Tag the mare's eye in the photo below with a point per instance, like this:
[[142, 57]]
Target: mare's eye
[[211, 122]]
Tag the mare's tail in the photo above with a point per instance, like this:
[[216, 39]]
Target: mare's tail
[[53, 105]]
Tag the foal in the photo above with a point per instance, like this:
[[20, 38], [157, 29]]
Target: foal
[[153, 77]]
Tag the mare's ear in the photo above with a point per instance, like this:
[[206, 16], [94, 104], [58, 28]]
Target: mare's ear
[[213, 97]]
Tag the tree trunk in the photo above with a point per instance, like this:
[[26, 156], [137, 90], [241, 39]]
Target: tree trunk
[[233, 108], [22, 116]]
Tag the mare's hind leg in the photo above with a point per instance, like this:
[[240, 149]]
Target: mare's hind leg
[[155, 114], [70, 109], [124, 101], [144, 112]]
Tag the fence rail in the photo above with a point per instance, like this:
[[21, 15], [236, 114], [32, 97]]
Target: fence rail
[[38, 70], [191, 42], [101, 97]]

########

# DIRECTIONS
Arrange every line of the entries above as a Markdown table with two columns, Row and Line Text. Number the rows in order and leave out any blank lines.

# TASK SOLUTION
| Row | Line Text |
|---|---|
| 1 | Tag the mare's eye in the photo below with a point per instance, like this: |
| 2 | [[142, 57]] |
| 3 | Target: mare's eye |
| 4 | [[211, 122]] |
| 5 | Tag the mare's tail in the photo above with a point per instance, like this: |
| 6 | [[216, 39]] |
| 7 | Target: mare's tail |
| 8 | [[53, 105]] |
| 9 | Tag the foal in the photo above with a point per instance, like this: |
| 10 | [[20, 38], [157, 29]] |
| 11 | Target: foal |
| 12 | [[153, 77]] |
| 13 | Tag the mare's ear in the photo above with a point per instance, like this: |
| 14 | [[206, 16], [94, 104], [58, 28]] |
| 15 | Target: mare's ear |
| 16 | [[213, 97]] |
| 17 | Tag the tree trunk in the photo above with a point per instance, like this: |
| 18 | [[26, 156], [137, 90], [241, 39]] |
| 19 | Target: tree trunk |
| 20 | [[233, 108], [22, 116]] |
| 21 | Tag the mare's hind leg in the photo above with a point per instance, like this: |
| 22 | [[240, 149]] |
| 23 | Target: mare's hind leg |
| 24 | [[155, 114], [70, 109], [124, 101], [144, 112]] |
| 25 | Tag the fence rail in the photo above with a point per instance, like this: |
| 26 | [[21, 15], [236, 114], [32, 97]] |
| 27 | Target: fence rail |
| 28 | [[38, 70], [191, 42], [101, 97]] |